→ **Page text**
Sodium intake may be linked to an increased risk of developing both type 2 diabetes (T2D) and Latent Autoimmune Diabetes in Adults (LADA) says new research being presented at this year's annual meeting of the European Association for the Study of Diabetes (EASD) in Lisbon, Portugal (11-15 Sept).
The main source of sodium in the diet is through salt. Salt (sodium chloride) is 40% sodium, so that for every 2.5g of salt consumed, 1g is sodium. Previous research* has suggested that excessive salt consumption may increase the risk of developing T2D, possibly through a direct effect on insulin resistance, and/or by promoting high blood pressure and weight gain.
LADA is a form of type 1 diabetes (T1D) in which the insulin-producing cells in the pancreas are destroyed by the body's own immune system, but unlike typical T1D it develops very slowly, sometimes over a period of years. This, together with it appearing in later in adulthood, can lead to it being mistakenly diagnosed as T2D.

→ **Exercise 1**
Translate this sentence from the passage on sodium intake and diabetes into Spanish: "The main source of sodium in the diet is through salt."
→ **Exercise 2**
Continue the passage on sodium intake and diabetes from the point at which it ends.
The material is not needed for this work.

→ **Exercise data**
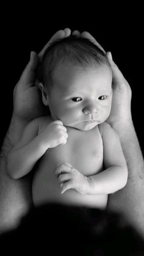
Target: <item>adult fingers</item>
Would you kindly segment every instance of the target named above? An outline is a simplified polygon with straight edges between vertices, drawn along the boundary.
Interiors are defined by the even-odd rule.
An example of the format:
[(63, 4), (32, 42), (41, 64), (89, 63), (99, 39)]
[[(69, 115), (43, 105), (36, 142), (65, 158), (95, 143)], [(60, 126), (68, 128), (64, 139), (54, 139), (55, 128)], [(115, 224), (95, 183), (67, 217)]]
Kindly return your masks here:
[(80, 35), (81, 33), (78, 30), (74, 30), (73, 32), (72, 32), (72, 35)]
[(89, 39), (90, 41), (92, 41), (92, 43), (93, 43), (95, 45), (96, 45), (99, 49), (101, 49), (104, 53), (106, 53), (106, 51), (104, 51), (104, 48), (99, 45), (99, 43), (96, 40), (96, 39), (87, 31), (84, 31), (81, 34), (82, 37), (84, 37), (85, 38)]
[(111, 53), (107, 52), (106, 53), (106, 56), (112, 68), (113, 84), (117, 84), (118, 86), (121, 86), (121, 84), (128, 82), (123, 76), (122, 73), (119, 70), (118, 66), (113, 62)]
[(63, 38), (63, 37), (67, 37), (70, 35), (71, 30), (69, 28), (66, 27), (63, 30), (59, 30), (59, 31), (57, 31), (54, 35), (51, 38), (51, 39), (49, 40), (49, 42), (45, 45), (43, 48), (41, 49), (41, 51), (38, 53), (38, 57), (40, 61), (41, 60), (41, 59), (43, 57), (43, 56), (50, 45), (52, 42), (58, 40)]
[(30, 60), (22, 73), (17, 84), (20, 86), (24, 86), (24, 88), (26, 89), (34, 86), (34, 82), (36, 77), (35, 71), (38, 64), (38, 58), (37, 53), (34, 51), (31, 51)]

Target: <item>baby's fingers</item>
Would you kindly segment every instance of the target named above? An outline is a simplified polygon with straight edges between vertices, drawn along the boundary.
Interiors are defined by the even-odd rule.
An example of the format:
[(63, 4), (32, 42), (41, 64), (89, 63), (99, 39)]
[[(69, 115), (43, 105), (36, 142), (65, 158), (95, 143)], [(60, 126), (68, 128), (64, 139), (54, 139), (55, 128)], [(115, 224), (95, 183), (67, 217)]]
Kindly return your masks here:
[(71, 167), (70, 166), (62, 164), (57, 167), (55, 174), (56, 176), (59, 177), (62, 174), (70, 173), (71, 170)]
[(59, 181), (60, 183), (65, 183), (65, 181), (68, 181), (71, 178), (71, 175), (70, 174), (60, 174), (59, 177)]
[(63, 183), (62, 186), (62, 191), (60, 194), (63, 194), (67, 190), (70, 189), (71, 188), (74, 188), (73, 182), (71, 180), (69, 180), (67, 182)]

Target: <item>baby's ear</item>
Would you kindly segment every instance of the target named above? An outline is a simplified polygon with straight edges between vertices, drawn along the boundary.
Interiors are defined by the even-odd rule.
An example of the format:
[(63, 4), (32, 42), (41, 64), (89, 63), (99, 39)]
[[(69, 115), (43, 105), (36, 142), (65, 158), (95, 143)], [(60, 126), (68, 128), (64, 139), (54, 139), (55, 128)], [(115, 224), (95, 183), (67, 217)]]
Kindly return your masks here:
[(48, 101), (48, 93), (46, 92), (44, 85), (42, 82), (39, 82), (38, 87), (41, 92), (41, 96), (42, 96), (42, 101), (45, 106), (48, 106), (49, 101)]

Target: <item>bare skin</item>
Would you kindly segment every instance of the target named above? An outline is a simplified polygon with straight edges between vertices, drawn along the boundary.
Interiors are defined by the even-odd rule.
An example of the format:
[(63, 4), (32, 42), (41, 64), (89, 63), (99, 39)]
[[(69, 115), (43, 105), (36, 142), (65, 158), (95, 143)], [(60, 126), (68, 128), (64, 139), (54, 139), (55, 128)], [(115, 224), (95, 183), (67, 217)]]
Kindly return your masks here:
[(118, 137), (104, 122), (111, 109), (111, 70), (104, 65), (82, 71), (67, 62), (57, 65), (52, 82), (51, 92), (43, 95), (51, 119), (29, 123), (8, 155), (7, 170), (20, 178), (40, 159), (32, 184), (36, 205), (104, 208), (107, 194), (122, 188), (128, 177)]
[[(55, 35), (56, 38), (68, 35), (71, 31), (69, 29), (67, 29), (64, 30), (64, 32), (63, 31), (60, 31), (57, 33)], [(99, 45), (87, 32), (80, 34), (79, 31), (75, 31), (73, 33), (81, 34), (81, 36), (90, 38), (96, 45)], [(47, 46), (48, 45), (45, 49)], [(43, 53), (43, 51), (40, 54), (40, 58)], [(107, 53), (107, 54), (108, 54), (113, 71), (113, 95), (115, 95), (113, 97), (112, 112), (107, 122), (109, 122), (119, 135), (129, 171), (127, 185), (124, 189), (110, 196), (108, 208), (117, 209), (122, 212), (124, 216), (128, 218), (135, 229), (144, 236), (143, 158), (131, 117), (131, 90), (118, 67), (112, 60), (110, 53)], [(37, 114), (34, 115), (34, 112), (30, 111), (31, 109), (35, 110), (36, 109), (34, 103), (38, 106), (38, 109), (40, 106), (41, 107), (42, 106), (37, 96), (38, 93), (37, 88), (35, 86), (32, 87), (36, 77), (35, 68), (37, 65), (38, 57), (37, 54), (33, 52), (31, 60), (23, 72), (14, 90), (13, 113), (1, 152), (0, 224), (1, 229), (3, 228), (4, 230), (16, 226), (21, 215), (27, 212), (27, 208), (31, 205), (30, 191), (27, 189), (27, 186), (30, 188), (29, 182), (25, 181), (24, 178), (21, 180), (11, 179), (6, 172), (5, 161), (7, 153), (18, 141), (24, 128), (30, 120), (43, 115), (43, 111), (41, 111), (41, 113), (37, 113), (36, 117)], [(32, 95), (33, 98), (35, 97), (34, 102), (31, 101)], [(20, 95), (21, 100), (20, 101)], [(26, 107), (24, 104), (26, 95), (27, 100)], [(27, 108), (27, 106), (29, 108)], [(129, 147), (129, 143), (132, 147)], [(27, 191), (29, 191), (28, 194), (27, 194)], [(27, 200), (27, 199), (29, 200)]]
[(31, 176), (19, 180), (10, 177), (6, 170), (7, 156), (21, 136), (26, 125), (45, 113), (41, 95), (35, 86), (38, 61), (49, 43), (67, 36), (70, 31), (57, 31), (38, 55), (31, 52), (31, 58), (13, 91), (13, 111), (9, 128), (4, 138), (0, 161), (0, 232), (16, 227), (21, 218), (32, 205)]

→ **Answer area 1**
La principal fuente de sodio en la dieta es la sal.

→ **Answer area 2**
This study was conducted by Dr Bahareh Rasouli of The Institute of Environmental Medicine (IMM), Karolinska Institutet, Stockholm, Sweden, and colleagues from institutions in both Sweden and Finland, and aimed to discover whether there is a link between sodium intake and the risk of developing T2D or LADA.
The team used data from a Swedish population-based study of risk factors for LADA and T2D, and compared the 355 and 1136 cases of each respectively with a matched group of 1379 individuals from the wider population acting as controls. Dietary intake was recorded using a food questionnaire and used to calculate the daily consumption of calories, nutrients, and sodium. The influence of genetics on autoimmune diabetes risk was also considered, with patients being divided into 'high risk or 'other' according to their HLA genotype. Adjustments were made to account for differences in risk factors including age, sex, BMI, smoking, physical activity, family history of diabetes, alcohol, total energy, and potassium intake.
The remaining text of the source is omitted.